» DOKUMENTAUSSCHNITT:
┏━━
II. Die Verneinung der Tatbestandsvoraussetzungen des § 15 Abs. 2 Satz 1 Nr. 3 HSOG hat das Oberlandesgericht im Wesentlichen wie folgt begründet, wobei es davon ausgegangen ist, von dem Betroffenen müsse eine durch „konkretisierende Elemente qualifizierte abstrakte Gefahr“ ausgehen:

III. Dies hält rechtlicher Nachprüfung nicht stand.

Die angefochtene Entscheidung beruht auf einer fehlerhaften Anwendung des § 15 Abs. 2 Satz 1 Nr. 3 HSOG und damit auf einer Verletzung des Rechts im Sinne von § 72 Abs. 1 FamFG. Das Oberlandesgericht hat den Bedeutungsgehalt der Eingriffsvoraussetzungen, deren korrekte Rechtsanwendung der vollständigen Nachprüfung im Rechtsbeschwerdeverfahren unterliegt (dazu 1.), verkannt und einen zu strengen Beurteilungsmaßstab angelegt (dazu 2.).
┗━━
» AUFGABE A:
Welche Vorschrift hat das Oberlandesgericht laut Dokumentausschnitt fehlerhaft angewendet?
» AUFGABE B:
Geben Sie den Dokumentausschnitt von „III. Dies hält“ bis „angelegt (dazu 2.).“ einschließlich beider Stellen wortgetreu wieder.
» AUFGABE C:
Übersetzen Sie den folgenden Satz aus dem Dokumentausschnitt ins Englische: „Die angefochtene Entscheidung beruht auf einer fehlerhaften Anwendung des § 15 Abs. 2 Satz 1 Nr. 3 HSOG und damit auf einer Verletzung des Rechts im Sinne von § 72 Abs. 1 FamFG.“
Das Material ist hierfür ohne Belang.

» UNTERSUCHTES MATERIAL:
┏━━
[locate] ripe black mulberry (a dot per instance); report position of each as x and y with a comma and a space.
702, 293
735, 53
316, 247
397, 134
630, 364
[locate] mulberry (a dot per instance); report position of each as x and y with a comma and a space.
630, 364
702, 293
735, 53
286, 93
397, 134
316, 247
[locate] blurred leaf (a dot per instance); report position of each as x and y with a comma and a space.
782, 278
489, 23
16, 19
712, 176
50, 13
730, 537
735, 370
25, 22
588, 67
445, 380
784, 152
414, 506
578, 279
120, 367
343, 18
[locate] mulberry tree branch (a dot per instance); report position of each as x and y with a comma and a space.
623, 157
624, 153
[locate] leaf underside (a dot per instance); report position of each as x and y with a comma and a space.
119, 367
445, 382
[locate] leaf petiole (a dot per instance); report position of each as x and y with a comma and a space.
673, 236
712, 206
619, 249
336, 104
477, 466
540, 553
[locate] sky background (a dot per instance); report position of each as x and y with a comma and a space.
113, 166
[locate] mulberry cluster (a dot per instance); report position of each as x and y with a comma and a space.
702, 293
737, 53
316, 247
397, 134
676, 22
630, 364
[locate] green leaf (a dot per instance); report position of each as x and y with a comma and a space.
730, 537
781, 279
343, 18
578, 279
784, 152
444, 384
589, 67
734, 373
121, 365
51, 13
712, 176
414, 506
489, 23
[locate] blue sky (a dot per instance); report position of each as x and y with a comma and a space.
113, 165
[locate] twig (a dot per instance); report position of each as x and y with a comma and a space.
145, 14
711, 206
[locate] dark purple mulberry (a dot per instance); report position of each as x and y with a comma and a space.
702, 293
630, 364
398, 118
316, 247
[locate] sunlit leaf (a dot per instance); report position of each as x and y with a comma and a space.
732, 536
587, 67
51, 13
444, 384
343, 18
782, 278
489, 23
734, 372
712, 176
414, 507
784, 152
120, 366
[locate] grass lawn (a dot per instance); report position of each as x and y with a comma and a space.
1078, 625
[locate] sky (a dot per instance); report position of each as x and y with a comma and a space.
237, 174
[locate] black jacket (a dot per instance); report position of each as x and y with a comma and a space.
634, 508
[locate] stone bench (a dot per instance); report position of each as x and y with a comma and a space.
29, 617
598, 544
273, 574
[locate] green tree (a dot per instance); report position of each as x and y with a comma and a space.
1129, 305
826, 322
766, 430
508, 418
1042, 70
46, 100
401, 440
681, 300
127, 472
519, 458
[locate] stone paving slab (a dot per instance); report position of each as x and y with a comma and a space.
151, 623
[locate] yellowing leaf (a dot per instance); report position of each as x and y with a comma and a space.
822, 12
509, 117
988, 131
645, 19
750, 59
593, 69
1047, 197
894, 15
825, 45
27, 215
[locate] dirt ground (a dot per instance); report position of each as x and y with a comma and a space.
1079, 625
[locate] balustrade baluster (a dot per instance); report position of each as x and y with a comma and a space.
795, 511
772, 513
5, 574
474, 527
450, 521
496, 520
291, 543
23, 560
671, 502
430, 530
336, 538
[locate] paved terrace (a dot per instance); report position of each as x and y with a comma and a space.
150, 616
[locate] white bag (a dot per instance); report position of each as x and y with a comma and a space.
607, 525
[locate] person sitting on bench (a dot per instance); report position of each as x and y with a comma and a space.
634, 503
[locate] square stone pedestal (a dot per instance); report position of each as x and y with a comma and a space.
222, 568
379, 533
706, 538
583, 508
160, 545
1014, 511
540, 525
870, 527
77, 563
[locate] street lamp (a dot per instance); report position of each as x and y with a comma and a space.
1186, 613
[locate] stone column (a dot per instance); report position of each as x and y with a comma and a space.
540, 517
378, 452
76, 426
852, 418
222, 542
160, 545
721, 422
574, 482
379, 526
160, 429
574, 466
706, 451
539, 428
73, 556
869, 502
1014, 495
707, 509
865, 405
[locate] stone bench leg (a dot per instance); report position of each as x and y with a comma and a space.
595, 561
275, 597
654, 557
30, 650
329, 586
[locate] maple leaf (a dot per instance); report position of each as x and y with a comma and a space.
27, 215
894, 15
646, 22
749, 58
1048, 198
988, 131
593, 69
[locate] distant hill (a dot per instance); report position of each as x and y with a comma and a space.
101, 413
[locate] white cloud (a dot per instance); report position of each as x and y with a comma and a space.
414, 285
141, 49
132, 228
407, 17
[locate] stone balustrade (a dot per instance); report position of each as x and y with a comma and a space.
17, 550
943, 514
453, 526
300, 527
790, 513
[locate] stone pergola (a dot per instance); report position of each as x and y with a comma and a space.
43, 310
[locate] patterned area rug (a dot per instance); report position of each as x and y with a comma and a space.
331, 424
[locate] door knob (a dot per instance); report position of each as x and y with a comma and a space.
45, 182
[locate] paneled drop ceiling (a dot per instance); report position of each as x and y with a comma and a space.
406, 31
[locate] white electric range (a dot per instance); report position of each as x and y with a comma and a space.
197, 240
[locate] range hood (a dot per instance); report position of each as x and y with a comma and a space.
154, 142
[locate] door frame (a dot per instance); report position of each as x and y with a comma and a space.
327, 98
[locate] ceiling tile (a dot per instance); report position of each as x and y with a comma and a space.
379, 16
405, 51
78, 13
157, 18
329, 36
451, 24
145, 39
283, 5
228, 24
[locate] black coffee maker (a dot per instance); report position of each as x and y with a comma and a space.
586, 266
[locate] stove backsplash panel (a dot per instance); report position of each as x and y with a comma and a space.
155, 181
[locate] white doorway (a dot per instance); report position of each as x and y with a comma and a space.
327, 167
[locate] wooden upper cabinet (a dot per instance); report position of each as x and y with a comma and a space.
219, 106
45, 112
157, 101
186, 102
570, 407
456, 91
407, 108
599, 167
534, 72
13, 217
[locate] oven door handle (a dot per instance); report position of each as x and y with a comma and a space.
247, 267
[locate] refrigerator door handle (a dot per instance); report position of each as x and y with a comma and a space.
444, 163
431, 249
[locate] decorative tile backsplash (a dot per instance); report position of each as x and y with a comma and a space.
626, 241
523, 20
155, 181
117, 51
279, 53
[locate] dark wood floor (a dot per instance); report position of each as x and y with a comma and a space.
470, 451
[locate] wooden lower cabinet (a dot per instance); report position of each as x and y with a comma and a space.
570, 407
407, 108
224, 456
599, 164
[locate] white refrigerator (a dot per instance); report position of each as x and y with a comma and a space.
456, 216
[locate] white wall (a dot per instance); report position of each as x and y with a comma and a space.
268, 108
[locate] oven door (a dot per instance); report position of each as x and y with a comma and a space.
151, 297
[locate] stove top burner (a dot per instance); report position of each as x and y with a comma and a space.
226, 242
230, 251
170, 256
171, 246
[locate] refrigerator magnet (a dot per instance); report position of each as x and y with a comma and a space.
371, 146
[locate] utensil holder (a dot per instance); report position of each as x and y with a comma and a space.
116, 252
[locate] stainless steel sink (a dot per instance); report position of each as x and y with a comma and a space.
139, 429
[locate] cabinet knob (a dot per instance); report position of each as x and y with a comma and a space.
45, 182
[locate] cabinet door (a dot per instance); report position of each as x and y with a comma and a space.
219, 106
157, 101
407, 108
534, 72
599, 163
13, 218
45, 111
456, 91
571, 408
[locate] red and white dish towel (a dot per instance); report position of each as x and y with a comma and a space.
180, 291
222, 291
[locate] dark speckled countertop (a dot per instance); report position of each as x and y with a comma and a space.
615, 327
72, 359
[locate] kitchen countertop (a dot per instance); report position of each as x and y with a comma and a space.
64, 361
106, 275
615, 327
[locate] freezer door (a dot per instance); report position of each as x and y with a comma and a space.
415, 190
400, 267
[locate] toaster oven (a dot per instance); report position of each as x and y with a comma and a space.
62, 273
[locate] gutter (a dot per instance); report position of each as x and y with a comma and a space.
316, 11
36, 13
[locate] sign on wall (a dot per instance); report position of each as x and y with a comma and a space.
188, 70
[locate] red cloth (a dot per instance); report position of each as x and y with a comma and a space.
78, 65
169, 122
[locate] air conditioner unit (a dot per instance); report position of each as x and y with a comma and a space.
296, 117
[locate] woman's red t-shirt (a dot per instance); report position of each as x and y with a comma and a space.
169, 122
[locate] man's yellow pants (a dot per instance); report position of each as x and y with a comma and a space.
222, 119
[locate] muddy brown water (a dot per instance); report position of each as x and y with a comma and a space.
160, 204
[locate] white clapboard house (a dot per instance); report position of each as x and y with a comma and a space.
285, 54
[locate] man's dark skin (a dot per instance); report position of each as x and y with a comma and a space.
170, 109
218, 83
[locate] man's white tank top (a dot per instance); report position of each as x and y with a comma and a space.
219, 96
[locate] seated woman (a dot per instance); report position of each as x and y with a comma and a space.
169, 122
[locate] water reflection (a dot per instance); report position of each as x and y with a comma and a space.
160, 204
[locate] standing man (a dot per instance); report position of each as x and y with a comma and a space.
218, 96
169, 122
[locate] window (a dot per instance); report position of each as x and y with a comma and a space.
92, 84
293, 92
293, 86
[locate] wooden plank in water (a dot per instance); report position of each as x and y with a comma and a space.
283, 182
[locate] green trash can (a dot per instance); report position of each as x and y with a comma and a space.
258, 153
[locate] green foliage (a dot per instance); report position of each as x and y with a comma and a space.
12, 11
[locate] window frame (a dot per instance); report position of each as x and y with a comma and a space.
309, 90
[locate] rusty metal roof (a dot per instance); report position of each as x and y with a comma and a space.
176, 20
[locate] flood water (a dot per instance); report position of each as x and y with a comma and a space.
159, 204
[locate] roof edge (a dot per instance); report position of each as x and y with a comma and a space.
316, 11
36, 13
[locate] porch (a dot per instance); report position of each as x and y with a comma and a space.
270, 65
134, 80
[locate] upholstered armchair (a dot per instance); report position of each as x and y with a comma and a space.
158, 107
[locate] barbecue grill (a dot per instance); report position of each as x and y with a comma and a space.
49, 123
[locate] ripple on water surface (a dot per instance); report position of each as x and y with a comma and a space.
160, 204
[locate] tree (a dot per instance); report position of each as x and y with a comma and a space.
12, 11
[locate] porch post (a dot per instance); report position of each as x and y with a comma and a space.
┗━━
» ANTWORTBEREICH A:
§ 15 Abs. 2 Satz 1 Nr. 3 HSOG

» ANTWORTBEREICH B:
III. Dies hält rechtlicher Nachprüfung nicht stand.

Die angefochtene Entscheidung beruht auf einer fehlerhaften Anwendung des § 15 Abs. 2 Satz 1 Nr. 3 HSOG und damit auf einer Verletzung des Rechts im Sinne von § 72 Abs. 1 FamFG. Das Oberlandesgericht hat den Bedeutungsgehalt der Eingriffsvoraussetzungen, deren korrekte Rechtsanwendung der vollständigen Nachprüfung im Rechtsbeschwerdeverfahren unterliegt (dazu 1.), verkannt und einen zu strengen Beurteilungsmaßstab angelegt (dazu 2.).

» ANTWORTBEREICH C:
The contested decision is based on an incorrect application of § 15(2), sentence 1, no. 3 HSOG and thus on a violation of law within the meaning of § 72(1) FamFG.